Analyzing the results

Let us first gather all the scores into a single dataframe, which is more convenient.

In [49]:
from polara.evaluation.evaluation_engine import consolidate_metrics
In [50]:
all_scores = {
    'SVD (best)': svd.evaluate()
    'LightFM (best)': evaluate_lightfm(lfm)
    f'HybridSVD (rank {hsvd.rank})': hsvd.evaluate()
}
In [51]:
all_scores_df = pd.concat([consolidate_metrics(scores, model, False)
                           for model, scores in all_scores.items()])

During the tuning phase we focused on the precision metric. It is now time to also see other metrics as well, and particularly the coverage score. It is calculated as the ratio of all unique recommendations, generated by an algorithms, to all unique entities of the same type present in the training data. Obviously, the maximum value is 1 (100% coverage) and it can be typically only achieved with randomly generated recommendations. The coverage metric characterizes the tendency of an algorithm to generate the same recommendations over and over again and is, therefore, linked to the diversity of recommendations. Higher diversity allows mitigating the famous "Harry Potter" problem, sometimes also called the "bananas problem". I personally like the term "tyranny of the majority". More diverse recommendations are likely to improve an overall user experience as long as the relevance of recommendations remains high enough. It may also improve overall product sales). However, in practice, there is an inverse relationship between diversity and accuracy of recommendations: increasing one of them may decrease the other. The underlying phenomena is the succeptibility of many recommendation algorithms to popularity biases in the long tail-distributed data. We have already tried to partially address that problem by introducing the scaling parameter for SVD. Note that SGD-based algotihms like LightFM also have some control over it via different sampling schemes and customized optimization objectives.

- [MATERIAL PROVIDED]
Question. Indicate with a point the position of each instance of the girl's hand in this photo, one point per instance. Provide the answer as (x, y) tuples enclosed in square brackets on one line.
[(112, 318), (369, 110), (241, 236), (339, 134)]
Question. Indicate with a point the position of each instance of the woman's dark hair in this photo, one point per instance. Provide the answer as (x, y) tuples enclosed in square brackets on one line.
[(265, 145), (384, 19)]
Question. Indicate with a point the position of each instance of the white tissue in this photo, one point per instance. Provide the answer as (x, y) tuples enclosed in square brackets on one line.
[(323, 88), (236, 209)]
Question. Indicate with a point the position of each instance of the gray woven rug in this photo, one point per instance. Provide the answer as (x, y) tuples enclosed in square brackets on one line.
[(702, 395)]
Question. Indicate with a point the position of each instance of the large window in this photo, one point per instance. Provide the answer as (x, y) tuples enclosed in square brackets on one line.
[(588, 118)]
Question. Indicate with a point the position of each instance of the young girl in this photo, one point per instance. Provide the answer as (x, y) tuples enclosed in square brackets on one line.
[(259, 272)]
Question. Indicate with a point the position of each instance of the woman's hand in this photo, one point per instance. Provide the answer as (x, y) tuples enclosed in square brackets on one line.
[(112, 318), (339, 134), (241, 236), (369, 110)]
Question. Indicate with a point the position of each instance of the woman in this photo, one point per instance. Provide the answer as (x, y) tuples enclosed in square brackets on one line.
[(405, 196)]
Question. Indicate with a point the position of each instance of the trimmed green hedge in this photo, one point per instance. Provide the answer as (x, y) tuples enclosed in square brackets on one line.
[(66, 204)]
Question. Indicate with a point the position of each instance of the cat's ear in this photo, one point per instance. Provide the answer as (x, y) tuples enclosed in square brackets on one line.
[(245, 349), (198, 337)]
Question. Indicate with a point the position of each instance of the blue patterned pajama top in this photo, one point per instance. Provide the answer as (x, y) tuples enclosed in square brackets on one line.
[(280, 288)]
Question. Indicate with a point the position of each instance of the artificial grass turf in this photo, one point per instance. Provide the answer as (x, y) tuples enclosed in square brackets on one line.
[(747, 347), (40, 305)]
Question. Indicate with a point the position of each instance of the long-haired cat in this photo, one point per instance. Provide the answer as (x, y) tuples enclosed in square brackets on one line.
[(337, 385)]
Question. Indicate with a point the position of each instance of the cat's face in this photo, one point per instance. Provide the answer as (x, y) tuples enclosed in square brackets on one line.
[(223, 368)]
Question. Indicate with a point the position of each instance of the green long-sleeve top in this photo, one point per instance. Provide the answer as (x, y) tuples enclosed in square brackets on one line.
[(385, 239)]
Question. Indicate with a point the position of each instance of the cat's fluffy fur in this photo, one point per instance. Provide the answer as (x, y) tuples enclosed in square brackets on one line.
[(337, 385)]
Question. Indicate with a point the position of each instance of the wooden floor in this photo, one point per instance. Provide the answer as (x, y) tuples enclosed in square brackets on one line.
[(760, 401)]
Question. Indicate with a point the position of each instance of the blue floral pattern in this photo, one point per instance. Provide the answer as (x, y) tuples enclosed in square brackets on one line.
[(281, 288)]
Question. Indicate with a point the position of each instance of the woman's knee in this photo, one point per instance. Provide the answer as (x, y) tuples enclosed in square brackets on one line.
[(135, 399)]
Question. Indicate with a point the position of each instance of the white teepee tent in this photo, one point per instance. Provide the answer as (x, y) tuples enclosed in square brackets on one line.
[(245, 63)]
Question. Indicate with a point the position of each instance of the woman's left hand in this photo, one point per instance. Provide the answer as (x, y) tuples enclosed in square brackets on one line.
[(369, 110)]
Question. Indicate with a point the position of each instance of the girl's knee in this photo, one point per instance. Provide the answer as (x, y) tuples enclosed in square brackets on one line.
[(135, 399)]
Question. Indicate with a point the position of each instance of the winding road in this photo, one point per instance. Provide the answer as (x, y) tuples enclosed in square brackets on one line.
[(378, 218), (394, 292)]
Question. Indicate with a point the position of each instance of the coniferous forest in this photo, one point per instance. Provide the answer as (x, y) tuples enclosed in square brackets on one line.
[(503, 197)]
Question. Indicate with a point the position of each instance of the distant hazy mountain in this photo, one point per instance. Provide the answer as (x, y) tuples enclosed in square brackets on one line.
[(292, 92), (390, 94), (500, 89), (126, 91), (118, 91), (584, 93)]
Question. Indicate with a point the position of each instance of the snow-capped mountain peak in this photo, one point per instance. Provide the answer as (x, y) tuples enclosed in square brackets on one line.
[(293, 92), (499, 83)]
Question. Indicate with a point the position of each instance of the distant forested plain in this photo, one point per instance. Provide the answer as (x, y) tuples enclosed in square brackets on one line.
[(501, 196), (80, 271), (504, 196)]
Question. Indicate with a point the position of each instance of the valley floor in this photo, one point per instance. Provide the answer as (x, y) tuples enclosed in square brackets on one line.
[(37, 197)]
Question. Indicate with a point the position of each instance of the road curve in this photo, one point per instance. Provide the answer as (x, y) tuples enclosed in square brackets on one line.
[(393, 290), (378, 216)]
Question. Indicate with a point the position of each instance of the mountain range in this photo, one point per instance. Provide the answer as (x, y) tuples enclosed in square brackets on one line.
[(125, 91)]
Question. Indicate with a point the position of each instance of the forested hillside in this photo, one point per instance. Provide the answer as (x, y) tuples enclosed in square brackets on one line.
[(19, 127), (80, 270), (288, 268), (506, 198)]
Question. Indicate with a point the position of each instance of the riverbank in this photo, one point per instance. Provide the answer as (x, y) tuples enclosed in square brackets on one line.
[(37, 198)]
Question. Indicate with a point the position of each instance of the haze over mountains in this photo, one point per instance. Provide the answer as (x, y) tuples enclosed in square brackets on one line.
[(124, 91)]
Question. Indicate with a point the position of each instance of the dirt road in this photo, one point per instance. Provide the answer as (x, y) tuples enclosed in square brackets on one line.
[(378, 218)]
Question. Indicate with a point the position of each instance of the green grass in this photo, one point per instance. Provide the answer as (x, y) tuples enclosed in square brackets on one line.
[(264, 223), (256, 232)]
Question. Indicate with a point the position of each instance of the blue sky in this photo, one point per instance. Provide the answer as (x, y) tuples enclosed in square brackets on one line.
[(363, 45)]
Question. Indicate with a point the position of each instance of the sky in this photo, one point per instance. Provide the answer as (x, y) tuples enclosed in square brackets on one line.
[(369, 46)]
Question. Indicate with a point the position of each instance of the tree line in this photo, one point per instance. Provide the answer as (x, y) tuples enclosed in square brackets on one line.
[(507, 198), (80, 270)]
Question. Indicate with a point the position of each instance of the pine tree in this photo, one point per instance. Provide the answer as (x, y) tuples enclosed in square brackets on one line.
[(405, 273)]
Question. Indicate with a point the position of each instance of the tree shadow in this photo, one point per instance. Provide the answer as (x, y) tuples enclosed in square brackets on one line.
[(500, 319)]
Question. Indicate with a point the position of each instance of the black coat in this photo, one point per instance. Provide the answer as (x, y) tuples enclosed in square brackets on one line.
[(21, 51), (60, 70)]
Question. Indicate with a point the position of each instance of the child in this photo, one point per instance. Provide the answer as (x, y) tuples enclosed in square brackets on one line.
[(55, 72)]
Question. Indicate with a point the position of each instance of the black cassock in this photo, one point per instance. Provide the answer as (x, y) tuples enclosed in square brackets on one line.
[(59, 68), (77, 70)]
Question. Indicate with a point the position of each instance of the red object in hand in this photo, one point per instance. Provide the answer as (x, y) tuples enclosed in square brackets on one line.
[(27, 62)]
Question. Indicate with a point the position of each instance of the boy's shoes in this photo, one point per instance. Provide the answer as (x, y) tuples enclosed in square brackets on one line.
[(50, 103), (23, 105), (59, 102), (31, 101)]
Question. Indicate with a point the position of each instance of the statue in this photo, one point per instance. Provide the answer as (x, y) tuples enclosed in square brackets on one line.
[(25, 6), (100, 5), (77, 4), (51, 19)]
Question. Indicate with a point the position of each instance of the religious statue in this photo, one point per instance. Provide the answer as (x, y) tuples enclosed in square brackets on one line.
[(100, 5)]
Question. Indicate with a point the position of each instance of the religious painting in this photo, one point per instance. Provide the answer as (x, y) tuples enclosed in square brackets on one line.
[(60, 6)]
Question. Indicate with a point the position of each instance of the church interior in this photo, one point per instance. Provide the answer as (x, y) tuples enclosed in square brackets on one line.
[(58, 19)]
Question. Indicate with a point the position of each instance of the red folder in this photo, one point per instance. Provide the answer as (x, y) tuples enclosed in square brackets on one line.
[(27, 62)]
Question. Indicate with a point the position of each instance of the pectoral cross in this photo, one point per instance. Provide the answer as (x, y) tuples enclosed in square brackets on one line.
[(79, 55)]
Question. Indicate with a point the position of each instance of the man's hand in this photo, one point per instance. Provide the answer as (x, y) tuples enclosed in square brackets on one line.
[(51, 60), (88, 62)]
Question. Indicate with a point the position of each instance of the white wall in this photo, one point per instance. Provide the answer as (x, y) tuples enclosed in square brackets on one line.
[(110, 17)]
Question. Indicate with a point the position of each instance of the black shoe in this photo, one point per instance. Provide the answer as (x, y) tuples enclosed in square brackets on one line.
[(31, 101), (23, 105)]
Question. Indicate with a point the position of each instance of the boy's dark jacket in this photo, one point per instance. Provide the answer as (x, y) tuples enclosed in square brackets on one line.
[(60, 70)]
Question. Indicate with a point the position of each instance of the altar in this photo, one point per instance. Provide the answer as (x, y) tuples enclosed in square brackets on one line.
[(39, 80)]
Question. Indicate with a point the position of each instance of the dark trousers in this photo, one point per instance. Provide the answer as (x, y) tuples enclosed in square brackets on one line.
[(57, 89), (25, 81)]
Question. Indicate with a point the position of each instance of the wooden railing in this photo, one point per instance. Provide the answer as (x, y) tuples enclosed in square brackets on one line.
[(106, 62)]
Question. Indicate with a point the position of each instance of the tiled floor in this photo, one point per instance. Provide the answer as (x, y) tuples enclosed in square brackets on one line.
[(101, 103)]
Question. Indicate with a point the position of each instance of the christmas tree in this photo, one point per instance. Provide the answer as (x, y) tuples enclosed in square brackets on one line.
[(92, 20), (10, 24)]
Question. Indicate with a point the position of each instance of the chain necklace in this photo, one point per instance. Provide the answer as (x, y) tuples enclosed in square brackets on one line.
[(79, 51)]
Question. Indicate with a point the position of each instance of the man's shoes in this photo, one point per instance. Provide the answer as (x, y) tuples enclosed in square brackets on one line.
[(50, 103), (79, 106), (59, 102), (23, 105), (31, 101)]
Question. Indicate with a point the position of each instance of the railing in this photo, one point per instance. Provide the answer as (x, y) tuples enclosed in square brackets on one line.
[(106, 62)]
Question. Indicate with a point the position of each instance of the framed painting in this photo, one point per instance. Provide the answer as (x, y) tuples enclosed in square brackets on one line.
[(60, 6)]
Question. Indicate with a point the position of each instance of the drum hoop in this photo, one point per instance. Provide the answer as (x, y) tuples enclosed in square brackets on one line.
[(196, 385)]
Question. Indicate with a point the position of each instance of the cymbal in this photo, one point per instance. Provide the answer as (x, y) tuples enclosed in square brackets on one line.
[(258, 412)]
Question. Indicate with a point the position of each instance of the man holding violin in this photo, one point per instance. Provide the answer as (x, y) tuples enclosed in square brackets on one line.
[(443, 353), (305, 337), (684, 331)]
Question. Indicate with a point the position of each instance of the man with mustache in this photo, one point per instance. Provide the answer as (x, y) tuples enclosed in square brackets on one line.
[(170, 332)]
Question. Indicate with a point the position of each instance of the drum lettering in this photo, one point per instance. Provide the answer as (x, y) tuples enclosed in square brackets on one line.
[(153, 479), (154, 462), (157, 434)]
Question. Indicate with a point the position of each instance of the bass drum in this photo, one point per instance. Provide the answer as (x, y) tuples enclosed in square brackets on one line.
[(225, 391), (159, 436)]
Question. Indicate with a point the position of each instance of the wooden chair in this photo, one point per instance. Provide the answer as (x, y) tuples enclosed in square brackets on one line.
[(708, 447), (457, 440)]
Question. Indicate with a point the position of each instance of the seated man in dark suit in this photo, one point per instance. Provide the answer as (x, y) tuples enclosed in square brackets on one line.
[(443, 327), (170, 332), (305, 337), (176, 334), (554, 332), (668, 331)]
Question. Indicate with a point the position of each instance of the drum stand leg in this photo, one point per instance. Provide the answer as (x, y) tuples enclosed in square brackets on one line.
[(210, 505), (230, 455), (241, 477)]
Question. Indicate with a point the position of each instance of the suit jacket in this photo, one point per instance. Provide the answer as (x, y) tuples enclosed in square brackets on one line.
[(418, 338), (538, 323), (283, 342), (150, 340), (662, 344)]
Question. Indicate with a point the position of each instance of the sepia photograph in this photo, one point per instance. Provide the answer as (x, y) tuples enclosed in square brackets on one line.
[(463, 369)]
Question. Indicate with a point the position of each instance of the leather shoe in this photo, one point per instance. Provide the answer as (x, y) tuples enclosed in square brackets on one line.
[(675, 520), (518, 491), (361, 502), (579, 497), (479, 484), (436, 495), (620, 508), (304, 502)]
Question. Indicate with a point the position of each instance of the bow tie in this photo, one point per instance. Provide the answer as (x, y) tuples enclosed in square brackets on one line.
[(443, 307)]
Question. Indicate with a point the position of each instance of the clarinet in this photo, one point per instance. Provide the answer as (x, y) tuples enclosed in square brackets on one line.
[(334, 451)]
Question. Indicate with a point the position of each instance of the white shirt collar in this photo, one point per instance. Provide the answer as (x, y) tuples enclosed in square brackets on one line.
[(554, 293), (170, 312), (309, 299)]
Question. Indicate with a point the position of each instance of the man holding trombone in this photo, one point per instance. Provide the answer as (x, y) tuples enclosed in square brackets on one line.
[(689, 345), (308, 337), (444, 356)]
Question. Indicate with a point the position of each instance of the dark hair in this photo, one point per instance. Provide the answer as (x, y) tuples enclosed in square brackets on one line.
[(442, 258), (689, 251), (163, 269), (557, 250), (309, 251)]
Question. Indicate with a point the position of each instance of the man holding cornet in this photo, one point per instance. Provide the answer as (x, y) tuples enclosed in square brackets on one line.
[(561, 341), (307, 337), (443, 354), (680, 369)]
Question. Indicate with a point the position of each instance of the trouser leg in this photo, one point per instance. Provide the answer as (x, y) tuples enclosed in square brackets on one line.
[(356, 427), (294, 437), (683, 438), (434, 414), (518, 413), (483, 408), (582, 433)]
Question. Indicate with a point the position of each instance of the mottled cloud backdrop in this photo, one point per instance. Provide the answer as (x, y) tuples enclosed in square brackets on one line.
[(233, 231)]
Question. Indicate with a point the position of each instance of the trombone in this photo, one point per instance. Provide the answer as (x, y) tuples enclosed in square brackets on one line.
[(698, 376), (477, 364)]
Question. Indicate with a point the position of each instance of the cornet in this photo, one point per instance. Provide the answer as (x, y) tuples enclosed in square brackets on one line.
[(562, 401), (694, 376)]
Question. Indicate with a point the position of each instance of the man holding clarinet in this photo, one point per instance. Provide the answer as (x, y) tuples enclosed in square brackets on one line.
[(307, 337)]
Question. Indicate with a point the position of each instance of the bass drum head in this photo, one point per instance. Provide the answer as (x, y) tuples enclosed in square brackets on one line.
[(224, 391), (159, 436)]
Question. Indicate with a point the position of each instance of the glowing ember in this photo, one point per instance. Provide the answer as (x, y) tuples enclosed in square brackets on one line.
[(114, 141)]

- [WRITTEN PROBLEM 1]
How would you sum up the text on analyzing the results in two sentences?
- [WRITTEN PROBLEM 2]
Can you return the part of the text on analyzing the results starting with "Let us first" and going on through "pd.concat([consolidate_metrics(scores, model, False)"?
The records play no part in what follows.

- [REPLY 1]
The scores of the SVD, LightFM and HybridSVD models are gathered into a single dataframe, and attention moves beyond precision to other metrics, especially coverage: the ratio of all unique recommendations an algorithm generates to all unique entities of the same type in the training data. Coverage reflects how diverse the recommendations are, and more diversity can ease the "Harry Potter" problem and improve user experience, but diversity and accuracy tend to trade off because many algorithms are prone to popularity biases, which the SVD scaling parameter and LightFM's sampling schemes and optimization objectives partly address.

- [REPLY 2]
Let us first gather all the scores into a single dataframe, which is more convenient.

In [49]:
from polara.evaluation.evaluation_engine import consolidate_metrics
In [50]:
all_scores = {
    'SVD (best)': svd.evaluate()
    'LightFM (best)': evaluate_lightfm(lfm)
    f'HybridSVD (rank {hsvd.rank})': hsvd.evaluate()
}
In [51]:
all_scores_df = pd.concat([consolidate_metrics(scores, model, False)